In the first month of school, my aim is to establish a beachhead from which to launch a successful year with students in which we accomplish more together than any prior year of my career. I go into the year expecting that bad or insane or tragic or frustrating things are liable to happen at any moment, and my job is to faithfully steward the people, time, and potential that I have been entrusted with. My success doesn't depend only on the first month, but the first month does have special strategic importance.
With that said, here are the basic objectives I want to meet in the first month of school.
- Finish a unit. In each course, I want us to complete a unit. This gives students a sense of progress and me a sense of keeping to a schedule (I'll have the end dates for every unit set before school starts) and where each student is academically.
- Establish the normality of each component of the Non-Freaked Out Framework. By the time a month is over, my students should see that, just like the poster at the front of my room states, “We are all about becoming better thinkers, readers, writers, speakers, and people.” Toward this end, there are a few consistent practices and ways of thinking that I want my students to be familiar with (the remaining objectives).
- Establish the routine of Think-Pair-Share. Eighty percent of the speaking my students do this year will be with a partner using Think-Pair-Share. I need to know that every time I present a question and release it to pairs, quality work is taking place. Here's how I establish that, and here's how I'll occasionally modify it into the “Conversation Challenge” to keep pushing student growth.
- Establish the routine of Pop-Up Debate. Three weeks of Think-Pair-Share will culminate in our first pop-up debate. Here's how I help many of my students progress in the first month from terrified to speak publicly to standing up and talking on their own: Beyond the Fear of Public Speaking: Making the First Pop-Up Debate a Success for All Students.
- Establish the routine of Kelly Gallagher's Article of the Week assignment. By the time the first month ends, students will have completed four articles of the week. Here are my key teaching points for the first article of the week, here's an extensive explanation of my history with Gallagher's assignment, and here's how Gallagher and I grade the assignment.
- Establish my classroom policies. I use Michael Linsin's approach, which I walk through in the Pay What You Want School Year Starter Kit. I also explain how I came to adopt Linsin's work and show you how you can determine whether you'd like to do likewise in this post.
- Establish the norm of bell-to-bell effort. If you've read my work for a bit, you know how passionate I am about the power of small things — in the first month, I want my students to start to at least know that about me so that, by the end of the year, it's a part of who they are. This is most easily demonstrated in my persistent teaching of what is expected when the starting bell rings: students are at work on the warm-up that I have posted on screen (ninety percent of the time, that's going to be a 100-word quickwrite).
- Establish the normalcy of writing at least 100 words. At the ninth grade level, there's no reason that our written responses to any question worth answering ought not to be 100 words. I pay attention to when we become word-mongers using vapid filler sentences and share student models of the kind of 100-word-minimum written responses I expect. I've found few things that break my students out of the “Why do we have to write so much?” mindset than the simple, matter-of-fact knowledge that 100 words is simply not much writing at all, and we do it every day. I coach them into taking pride in the production of 100 words per day, as this is one of the key things that separates would-be writers from actual ones.

> **RECORDS SUPPLIED**
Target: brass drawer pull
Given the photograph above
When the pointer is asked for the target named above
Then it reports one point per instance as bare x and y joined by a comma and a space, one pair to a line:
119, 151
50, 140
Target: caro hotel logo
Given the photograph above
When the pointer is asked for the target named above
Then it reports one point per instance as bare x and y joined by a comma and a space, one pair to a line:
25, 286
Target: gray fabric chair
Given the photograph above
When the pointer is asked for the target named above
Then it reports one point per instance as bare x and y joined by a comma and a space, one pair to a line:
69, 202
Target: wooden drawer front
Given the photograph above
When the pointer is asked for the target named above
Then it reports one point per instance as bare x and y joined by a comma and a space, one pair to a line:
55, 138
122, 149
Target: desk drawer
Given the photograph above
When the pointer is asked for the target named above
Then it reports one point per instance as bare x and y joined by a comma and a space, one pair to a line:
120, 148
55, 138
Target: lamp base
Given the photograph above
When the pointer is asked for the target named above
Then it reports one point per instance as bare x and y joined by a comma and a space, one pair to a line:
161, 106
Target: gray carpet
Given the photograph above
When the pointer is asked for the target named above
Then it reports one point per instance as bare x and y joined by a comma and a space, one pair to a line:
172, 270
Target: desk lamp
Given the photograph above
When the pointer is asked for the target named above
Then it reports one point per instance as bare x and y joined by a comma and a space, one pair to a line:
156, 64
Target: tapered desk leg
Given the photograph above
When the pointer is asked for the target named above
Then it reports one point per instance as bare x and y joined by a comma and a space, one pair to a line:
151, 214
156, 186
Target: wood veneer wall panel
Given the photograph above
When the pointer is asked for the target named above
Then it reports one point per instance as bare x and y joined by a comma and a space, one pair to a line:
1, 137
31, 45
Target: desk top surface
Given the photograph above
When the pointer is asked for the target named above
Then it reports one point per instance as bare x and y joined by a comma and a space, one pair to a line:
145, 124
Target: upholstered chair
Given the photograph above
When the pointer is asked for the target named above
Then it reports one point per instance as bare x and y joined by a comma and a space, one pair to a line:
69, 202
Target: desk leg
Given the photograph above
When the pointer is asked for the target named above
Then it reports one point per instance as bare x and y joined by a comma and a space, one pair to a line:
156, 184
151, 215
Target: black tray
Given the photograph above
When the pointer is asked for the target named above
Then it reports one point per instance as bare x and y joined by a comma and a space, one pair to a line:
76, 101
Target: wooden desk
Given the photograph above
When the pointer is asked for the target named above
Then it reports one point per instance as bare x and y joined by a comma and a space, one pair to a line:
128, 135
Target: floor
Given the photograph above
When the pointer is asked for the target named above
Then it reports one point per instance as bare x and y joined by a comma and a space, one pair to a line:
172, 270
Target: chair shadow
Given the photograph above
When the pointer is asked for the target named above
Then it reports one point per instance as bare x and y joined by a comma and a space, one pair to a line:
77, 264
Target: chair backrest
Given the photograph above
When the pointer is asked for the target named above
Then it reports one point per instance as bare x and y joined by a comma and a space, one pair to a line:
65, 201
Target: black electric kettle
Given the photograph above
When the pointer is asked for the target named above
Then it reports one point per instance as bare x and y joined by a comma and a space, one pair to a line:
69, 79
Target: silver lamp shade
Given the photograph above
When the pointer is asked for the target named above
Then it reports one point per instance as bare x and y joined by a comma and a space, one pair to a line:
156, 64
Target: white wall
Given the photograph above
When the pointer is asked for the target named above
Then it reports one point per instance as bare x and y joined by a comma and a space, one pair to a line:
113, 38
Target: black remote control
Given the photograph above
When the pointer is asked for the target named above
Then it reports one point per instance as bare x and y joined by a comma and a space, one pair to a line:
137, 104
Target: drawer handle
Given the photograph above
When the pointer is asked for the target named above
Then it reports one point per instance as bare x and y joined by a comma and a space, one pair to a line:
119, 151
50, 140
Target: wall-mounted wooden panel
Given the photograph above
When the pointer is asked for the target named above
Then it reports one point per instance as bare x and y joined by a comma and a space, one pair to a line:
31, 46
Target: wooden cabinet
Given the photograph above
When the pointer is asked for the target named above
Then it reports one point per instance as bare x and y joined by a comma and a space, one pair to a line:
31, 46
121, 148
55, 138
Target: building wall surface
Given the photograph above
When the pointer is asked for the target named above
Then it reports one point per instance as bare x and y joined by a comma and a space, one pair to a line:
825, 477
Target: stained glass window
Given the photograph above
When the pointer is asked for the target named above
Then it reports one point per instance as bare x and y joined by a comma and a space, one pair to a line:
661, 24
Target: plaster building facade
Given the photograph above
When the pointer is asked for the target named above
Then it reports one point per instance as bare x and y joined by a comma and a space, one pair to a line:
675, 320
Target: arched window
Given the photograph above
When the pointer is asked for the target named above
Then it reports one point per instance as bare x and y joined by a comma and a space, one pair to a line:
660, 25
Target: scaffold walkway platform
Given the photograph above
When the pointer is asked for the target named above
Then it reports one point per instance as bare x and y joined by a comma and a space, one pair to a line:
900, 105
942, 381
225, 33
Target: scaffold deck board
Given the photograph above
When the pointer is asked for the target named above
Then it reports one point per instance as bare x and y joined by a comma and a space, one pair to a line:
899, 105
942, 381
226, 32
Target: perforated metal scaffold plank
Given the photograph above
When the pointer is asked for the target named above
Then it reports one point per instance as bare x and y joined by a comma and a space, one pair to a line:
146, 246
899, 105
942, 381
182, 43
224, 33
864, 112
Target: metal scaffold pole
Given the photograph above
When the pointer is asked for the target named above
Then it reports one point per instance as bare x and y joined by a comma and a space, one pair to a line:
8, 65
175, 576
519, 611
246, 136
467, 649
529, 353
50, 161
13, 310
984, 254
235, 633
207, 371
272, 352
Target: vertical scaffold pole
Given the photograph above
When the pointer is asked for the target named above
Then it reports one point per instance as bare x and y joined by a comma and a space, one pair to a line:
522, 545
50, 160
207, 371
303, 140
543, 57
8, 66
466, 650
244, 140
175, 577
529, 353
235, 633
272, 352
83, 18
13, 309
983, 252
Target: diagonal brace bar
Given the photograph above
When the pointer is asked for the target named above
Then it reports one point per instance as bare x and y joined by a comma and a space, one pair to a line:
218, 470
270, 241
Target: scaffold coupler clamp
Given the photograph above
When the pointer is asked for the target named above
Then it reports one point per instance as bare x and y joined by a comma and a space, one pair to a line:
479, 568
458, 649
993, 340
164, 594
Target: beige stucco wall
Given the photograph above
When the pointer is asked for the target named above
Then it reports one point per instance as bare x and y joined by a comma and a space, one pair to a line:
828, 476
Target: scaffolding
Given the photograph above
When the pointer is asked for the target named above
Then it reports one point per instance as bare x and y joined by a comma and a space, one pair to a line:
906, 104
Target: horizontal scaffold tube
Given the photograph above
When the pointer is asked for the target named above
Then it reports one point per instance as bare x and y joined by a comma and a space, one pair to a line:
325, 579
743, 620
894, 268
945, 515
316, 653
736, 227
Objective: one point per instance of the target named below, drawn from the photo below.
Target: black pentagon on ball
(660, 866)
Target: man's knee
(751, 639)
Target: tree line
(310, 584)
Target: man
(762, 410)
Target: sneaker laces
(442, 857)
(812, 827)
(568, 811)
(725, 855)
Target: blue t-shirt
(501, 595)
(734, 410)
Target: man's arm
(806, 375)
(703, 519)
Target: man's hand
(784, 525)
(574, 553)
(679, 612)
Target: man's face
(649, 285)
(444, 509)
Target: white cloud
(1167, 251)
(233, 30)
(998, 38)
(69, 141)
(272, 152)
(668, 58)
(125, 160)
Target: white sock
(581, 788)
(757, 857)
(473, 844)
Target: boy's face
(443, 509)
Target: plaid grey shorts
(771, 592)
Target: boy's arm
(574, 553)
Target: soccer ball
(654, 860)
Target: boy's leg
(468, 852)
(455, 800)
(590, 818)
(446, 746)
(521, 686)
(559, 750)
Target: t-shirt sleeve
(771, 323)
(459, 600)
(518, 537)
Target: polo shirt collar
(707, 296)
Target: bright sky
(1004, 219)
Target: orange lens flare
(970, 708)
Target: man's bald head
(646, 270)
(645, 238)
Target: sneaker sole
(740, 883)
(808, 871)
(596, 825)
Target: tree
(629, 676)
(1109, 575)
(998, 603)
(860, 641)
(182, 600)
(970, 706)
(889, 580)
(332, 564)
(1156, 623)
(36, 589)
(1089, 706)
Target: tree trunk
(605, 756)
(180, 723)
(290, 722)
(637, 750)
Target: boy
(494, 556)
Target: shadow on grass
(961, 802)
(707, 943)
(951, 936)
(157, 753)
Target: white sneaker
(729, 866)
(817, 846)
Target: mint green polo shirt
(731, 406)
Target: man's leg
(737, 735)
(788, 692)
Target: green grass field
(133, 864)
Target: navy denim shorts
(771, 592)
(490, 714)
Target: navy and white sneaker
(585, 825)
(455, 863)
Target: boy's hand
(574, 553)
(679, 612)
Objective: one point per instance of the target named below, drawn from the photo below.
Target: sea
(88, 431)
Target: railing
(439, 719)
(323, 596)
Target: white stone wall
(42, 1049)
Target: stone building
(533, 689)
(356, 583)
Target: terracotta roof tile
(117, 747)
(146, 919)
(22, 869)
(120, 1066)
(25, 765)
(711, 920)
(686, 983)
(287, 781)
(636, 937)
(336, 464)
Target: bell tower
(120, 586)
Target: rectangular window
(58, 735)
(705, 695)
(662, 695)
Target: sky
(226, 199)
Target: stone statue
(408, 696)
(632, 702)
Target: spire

> **WRITTEN REQUEST**
Summarize the text above on first-month teaching objectives in two sentences.

> **ANSWER TO THE PROBLEM**
The writer treats the first month of school as a strategic base for the year and aims to finish a unit in each course, giving students a sense of progress and showing where each student stands academically. The month is also meant to establish a set of routines and norms: Think-Pair-Share, a first pop-up debate, Kelly Gallagher's Article of the Week, classroom policies based on Michael Linsin's approach, bell-to-bell effort, and written responses of at least 100 words.